Task objective: Turn the lines of the records below into a JSON list of strings, one string per line with blank lines left out. Start at the line containing "Task: where can the wildflower", stop after the line containing "x=713, y=452", and include only those lines.

Data provided:

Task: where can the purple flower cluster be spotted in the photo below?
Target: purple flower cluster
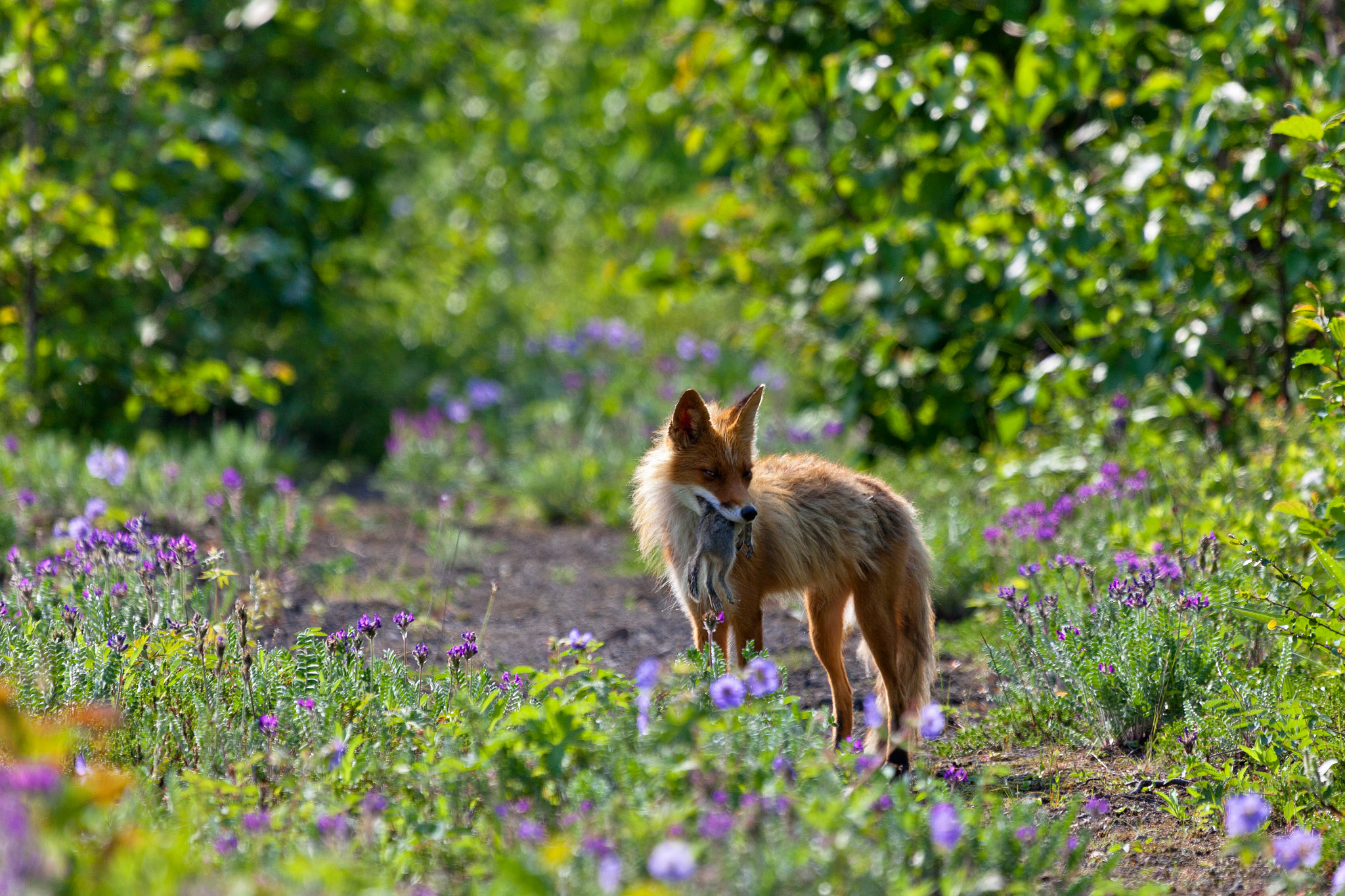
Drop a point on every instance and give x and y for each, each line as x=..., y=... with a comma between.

...

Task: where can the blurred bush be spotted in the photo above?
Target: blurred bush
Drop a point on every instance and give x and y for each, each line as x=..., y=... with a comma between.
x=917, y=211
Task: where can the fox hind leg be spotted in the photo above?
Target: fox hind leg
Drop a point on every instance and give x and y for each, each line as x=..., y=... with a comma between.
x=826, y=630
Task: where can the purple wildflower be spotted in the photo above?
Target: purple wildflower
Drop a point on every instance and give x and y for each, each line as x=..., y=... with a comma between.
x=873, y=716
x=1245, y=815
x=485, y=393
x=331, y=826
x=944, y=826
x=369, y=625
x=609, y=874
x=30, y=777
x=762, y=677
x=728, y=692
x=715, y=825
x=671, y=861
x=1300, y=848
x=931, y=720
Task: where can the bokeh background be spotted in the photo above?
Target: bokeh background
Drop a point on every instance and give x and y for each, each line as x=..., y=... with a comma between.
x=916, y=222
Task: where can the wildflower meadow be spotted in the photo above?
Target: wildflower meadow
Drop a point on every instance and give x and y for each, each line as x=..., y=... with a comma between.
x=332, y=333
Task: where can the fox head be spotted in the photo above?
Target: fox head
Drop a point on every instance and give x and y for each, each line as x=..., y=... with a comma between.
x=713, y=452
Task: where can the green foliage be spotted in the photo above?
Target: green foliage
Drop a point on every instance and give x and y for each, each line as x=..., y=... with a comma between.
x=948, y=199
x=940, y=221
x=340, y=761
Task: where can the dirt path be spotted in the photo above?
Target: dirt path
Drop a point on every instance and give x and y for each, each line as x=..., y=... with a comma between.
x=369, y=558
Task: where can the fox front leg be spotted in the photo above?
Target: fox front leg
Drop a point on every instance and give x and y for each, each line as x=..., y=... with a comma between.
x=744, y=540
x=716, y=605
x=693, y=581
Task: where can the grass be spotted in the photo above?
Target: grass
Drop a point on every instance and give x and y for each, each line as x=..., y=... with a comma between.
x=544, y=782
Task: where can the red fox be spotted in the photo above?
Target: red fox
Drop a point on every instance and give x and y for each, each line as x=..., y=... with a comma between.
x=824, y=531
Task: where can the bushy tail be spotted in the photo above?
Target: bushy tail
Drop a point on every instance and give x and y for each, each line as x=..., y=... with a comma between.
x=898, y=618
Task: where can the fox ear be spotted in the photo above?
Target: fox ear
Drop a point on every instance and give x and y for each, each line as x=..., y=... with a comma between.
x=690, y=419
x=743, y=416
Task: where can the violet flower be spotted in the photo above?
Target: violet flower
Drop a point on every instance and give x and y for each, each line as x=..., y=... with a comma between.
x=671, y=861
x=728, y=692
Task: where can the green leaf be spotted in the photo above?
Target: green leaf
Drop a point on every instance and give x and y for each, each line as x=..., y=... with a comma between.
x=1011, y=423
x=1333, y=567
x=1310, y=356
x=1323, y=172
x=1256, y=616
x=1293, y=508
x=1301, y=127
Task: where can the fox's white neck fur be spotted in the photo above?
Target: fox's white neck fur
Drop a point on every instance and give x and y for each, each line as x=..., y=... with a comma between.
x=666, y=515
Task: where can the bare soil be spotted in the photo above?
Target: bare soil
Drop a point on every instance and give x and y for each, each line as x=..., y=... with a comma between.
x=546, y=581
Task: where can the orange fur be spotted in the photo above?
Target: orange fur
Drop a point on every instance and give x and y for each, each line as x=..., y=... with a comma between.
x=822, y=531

Worked solution:
[
  "Task: where can the wildflower meadow be spotted in the photo above?",
  "Target: wildflower meadow",
  "Drop a point on every instance and give x and y for each, each line as x=..., y=... with a comma between.",
  "x=332, y=333",
  "Task: where can the fox head be spotted in the photo above?",
  "Target: fox head",
  "Drop a point on every instance and give x and y for each, each line as x=..., y=... with a comma between.",
  "x=713, y=452"
]